● SELECTED TEXT
=-=-=-=-=
Question

SeqIO.parse reading a 200bp FASTA sequence as 132bp

0

Entering edit mode

6.8 years ago

rmartson ▴ 30

Here is the relevant part of the function:

flanks = open("flanks" + str(organism) + ".fasta", "w")
#[...]
for record in flanks: 
    if len(record.seq)<200:
        print record.id, str(len(record.seq))+"bp", "unflanked element"

This returns: NT_086568.2127 132bp unflanked element

However, if I find the relevant ID in the file called by hits I find an undeniably 200bp FASTA sequence in its usual format amongst hundreds of other 200bp FASTA sequences that are never mentioned.

If I alter the script to also return record.seq:

for record in hits: 
    if len(record.seq)<200:
        print record.id, record.seq str(len(record.seq))+"bp", "unflanked element"

And then ctrl+f this sequence in the relevant file I see this: http://i.imgur.com/eIE1Yqb.png

I think this shows the sequence isn't 200bp.

Biopython • 1.9k views

ADD COMMENT • link updated 6.7 years ago by Peter 6.0k • written 6.8 years ago by rmartson ▴ 30

0

Entering edit mode

The first bit of code you posted can't be correct. You're iterating over lines in a file that's empty (you've just opened it for writing). I assume it should have been something like

flanks = SeqIO.parse("flanks{}.fasta".format(organism))
for record in flanks:
    ...
=-=-=-=-=
● RECORDS SUPPLIED
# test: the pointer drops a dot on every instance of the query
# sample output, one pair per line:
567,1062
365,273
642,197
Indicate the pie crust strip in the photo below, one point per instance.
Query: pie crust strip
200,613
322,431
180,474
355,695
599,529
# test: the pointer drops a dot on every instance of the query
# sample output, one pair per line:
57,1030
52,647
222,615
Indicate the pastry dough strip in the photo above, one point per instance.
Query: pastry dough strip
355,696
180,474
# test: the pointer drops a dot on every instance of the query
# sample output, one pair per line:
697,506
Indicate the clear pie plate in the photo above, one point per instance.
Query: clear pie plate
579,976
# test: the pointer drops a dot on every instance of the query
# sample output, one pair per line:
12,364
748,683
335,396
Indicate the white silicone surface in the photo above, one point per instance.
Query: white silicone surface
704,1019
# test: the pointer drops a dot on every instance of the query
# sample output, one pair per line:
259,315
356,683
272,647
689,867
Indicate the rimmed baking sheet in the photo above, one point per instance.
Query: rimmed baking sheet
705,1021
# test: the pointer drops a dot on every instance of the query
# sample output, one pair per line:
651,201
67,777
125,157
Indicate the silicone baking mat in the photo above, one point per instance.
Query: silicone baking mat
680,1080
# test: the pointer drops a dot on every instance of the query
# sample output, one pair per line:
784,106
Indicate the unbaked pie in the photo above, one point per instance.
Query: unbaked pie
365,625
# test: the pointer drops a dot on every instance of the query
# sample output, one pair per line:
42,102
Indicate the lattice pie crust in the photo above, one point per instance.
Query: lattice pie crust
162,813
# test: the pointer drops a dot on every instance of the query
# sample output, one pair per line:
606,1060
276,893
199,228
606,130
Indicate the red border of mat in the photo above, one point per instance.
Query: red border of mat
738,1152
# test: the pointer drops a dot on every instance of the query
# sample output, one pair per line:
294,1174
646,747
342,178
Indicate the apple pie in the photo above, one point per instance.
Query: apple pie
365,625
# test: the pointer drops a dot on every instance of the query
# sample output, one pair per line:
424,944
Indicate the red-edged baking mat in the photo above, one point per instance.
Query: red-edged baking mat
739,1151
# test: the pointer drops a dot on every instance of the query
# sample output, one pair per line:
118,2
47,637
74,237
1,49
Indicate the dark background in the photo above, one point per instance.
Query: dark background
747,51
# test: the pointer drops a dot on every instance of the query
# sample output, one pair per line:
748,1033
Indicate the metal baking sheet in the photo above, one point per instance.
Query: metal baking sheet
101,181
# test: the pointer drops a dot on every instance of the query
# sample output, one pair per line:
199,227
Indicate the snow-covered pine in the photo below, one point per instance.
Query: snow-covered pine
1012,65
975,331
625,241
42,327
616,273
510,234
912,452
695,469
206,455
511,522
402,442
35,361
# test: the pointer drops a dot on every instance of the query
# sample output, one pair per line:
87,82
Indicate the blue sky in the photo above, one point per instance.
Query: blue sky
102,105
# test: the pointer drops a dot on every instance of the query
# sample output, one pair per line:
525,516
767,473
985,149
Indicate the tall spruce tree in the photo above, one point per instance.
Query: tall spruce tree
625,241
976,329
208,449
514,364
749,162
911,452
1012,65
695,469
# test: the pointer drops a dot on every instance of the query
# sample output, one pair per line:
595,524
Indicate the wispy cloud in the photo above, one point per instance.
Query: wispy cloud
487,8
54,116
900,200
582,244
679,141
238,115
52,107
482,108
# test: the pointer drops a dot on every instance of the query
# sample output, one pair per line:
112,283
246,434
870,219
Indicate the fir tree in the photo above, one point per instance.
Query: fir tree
=-=-=-=-=
● YOUR OBJECTIVE
Reproduce the full forum thread above about SeqIO.parse reading a 200bp FASTA sequence as 132bp, without any changes.

● ANSWER TO THE EXERCISE
Question

SeqIO.parse reading a 200bp FASTA sequence as 132bp

0

Entering edit mode

6.8 years ago

rmartson ▴ 30

Here is the relevant part of the function:

flanks = open("flanks" + str(organism) + ".fasta", "w")
#[...]
for record in flanks: 
    if len(record.seq)<200:
        print record.id, str(len(record.seq))+"bp", "unflanked element"

This returns: NT_086568.2127 132bp unflanked element

However, if I find the relevant ID in the file called by hits I find an undeniably 200bp FASTA sequence in its usual format amongst hundreds of other 200bp FASTA sequences that are never mentioned.

If I alter the script to also return record.seq:

for record in hits: 
    if len(record.seq)<200:
        print record.id, record.seq str(len(record.seq))+"bp", "unflanked element"

And then ctrl+f this sequence in the relevant file I see this: http://i.imgur.com/eIE1Yqb.png

I think this shows the sequence isn't 200bp.

Biopython • 1.9k views

ADD COMMENT • link updated 6.7 years ago by Peter 6.0k • written 6.8 years ago by rmartson ▴ 30

0

Entering edit mode

The first bit of code you posted can't be correct. You're iterating over lines in a file that's empty (you've just opened it for writing). I assume it should have been something like

flanks = SeqIO.parse("flanks{}.fasta".format(organism))
for record in flanks:
    ...